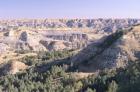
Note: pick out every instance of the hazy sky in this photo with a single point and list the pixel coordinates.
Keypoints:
(69, 9)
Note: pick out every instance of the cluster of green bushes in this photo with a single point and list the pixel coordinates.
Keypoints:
(57, 79)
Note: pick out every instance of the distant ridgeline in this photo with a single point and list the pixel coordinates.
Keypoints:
(106, 25)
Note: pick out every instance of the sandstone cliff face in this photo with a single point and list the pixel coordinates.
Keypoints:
(12, 67)
(119, 54)
(44, 40)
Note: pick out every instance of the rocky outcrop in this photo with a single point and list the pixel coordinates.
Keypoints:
(12, 67)
(119, 54)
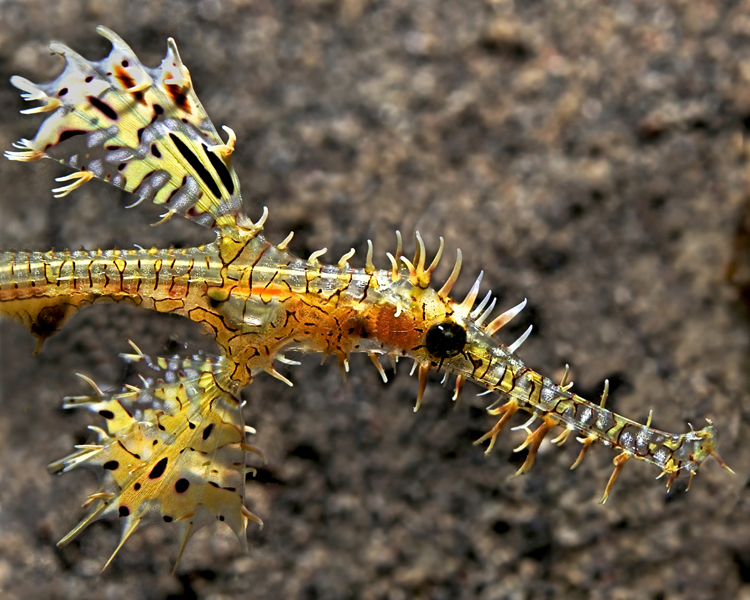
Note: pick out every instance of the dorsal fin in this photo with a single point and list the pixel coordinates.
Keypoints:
(141, 129)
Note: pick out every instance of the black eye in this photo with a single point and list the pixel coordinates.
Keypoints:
(445, 339)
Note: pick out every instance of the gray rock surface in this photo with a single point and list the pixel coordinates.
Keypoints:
(587, 156)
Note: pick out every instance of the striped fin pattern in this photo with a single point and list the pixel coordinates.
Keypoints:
(140, 129)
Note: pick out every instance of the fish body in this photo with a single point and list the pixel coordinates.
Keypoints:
(175, 447)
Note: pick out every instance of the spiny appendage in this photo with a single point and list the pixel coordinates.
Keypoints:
(140, 129)
(523, 389)
(672, 453)
(174, 447)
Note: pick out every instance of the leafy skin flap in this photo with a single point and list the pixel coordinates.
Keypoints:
(140, 129)
(172, 449)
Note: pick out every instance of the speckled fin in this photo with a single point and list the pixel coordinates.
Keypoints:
(141, 129)
(172, 450)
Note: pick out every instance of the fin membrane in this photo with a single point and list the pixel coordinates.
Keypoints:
(173, 449)
(140, 129)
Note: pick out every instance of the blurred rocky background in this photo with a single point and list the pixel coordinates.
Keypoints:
(589, 156)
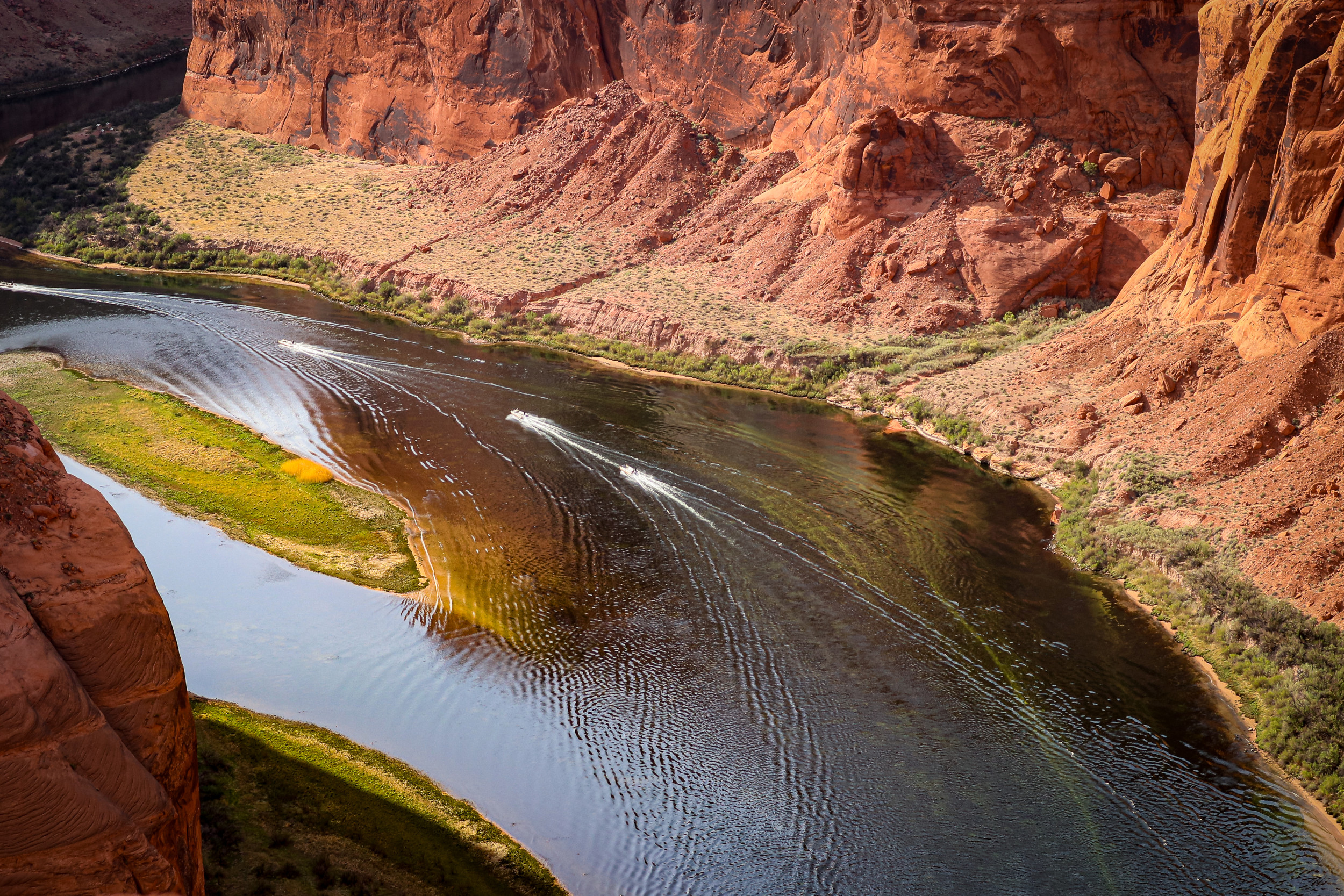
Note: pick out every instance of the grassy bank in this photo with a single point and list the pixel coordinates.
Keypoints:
(214, 469)
(289, 808)
(1286, 668)
(69, 194)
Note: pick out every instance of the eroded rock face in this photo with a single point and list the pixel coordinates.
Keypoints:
(1260, 232)
(68, 41)
(439, 80)
(97, 743)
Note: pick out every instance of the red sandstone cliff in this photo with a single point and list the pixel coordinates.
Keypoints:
(1224, 354)
(439, 80)
(1260, 229)
(63, 41)
(97, 742)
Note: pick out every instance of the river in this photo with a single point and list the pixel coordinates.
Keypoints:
(684, 639)
(33, 113)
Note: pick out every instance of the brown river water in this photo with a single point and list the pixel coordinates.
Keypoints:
(684, 639)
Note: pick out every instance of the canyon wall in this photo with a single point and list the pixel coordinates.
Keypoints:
(97, 742)
(1260, 232)
(428, 81)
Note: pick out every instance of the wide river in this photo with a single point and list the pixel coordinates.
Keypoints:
(684, 639)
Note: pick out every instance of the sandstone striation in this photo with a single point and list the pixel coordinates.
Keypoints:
(97, 742)
(1260, 227)
(440, 80)
(1224, 356)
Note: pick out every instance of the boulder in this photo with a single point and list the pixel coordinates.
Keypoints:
(1123, 170)
(1133, 404)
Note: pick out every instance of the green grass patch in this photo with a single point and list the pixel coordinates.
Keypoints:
(957, 429)
(214, 469)
(1286, 666)
(297, 809)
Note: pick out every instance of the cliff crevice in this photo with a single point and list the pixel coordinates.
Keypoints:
(97, 742)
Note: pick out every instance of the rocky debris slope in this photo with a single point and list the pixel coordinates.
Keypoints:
(97, 742)
(440, 80)
(63, 41)
(1260, 230)
(904, 225)
(1222, 358)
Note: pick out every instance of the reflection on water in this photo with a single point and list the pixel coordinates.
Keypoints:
(683, 639)
(38, 112)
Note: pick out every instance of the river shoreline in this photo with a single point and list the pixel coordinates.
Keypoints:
(237, 527)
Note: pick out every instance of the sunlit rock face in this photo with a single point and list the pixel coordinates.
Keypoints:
(1260, 230)
(426, 81)
(97, 743)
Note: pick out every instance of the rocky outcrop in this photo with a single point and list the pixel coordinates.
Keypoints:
(97, 742)
(440, 80)
(421, 81)
(65, 41)
(1260, 232)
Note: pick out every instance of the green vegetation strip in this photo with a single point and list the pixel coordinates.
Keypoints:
(289, 808)
(210, 468)
(1286, 668)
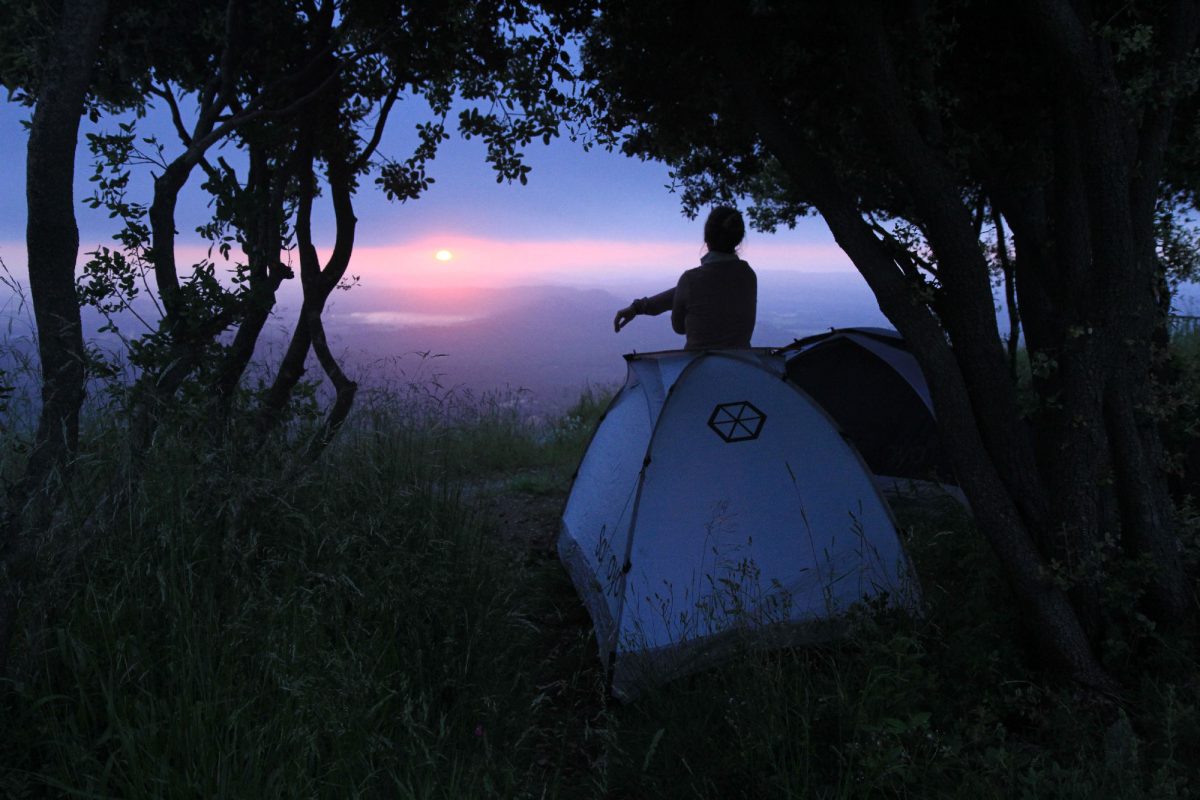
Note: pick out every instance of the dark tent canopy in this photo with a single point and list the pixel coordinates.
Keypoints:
(868, 380)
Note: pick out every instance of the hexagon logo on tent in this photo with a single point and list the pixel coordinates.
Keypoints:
(737, 421)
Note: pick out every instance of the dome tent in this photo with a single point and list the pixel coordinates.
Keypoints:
(869, 382)
(718, 499)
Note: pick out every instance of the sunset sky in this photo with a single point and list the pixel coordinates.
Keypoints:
(585, 218)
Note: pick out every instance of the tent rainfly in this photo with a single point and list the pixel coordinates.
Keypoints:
(717, 499)
(873, 386)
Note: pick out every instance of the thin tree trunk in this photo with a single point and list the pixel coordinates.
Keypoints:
(53, 245)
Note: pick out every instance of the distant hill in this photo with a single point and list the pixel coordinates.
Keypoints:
(545, 342)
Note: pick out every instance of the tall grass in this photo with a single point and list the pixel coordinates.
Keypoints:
(357, 629)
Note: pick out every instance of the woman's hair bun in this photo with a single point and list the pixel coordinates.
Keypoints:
(724, 229)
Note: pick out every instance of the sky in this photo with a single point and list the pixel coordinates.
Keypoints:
(585, 218)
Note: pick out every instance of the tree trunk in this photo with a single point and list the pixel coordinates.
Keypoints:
(53, 245)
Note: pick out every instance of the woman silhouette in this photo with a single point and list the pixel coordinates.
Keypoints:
(714, 304)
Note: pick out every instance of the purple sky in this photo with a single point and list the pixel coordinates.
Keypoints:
(585, 218)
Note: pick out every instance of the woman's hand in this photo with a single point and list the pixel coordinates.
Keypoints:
(624, 317)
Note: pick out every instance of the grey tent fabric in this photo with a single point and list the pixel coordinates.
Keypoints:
(869, 382)
(718, 501)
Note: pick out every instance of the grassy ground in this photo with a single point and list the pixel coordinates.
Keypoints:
(391, 624)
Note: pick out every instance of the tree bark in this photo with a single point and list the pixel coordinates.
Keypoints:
(52, 239)
(1053, 621)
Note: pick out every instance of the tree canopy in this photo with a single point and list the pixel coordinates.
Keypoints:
(943, 143)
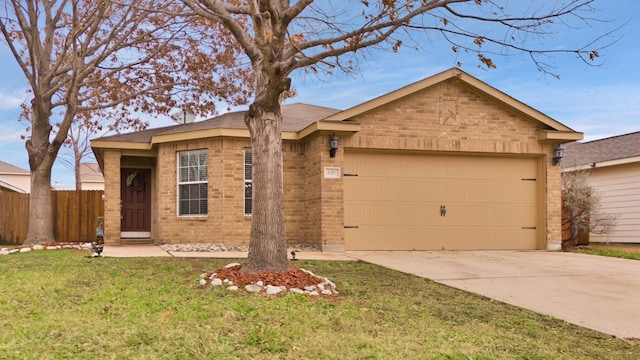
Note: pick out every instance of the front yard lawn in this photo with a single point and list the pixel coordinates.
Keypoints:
(62, 305)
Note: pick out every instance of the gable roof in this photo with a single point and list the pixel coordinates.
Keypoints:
(603, 152)
(551, 129)
(6, 168)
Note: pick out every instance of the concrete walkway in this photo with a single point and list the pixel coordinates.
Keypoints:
(600, 293)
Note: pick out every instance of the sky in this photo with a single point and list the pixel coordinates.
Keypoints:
(600, 101)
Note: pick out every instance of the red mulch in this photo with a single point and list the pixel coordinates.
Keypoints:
(292, 278)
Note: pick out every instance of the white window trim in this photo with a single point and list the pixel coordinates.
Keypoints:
(178, 183)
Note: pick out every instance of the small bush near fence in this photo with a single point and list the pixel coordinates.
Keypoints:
(75, 216)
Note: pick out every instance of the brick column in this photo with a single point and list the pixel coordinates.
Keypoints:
(112, 210)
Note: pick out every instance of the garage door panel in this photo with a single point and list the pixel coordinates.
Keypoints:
(395, 202)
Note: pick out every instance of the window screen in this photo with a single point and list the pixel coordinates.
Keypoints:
(192, 183)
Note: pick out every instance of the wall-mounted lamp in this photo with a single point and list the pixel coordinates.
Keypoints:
(333, 141)
(559, 155)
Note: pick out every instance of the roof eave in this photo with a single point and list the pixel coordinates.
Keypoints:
(460, 75)
(559, 136)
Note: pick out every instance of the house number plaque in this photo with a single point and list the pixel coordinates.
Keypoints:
(332, 173)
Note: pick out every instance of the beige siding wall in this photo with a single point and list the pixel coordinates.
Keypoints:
(225, 222)
(619, 189)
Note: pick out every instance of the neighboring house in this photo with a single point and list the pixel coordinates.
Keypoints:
(447, 163)
(14, 179)
(614, 171)
(91, 177)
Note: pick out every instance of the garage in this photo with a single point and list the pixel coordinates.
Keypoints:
(396, 201)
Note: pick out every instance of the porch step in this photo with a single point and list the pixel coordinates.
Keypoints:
(136, 241)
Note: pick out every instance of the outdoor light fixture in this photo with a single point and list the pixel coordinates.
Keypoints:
(559, 154)
(333, 140)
====================
* [GIVEN REQUEST]: Put the stretch from the line containing "Note: pick out every instance of the porch" through the last line of the entries into a JSON list of strings, one string per line, with blank lines left out.

* [ANSWER IN FULL]:
[
  "Note: pick out every instance of the porch step in this photo with a single point and list the pixel coordinates.",
  "Keypoints:",
  "(136, 241)",
  "Note: pick out every instance of the outdoor light fixture in this photo with a single point and list the pixel coordinates.",
  "Keypoints:",
  "(559, 154)",
  "(333, 140)"
]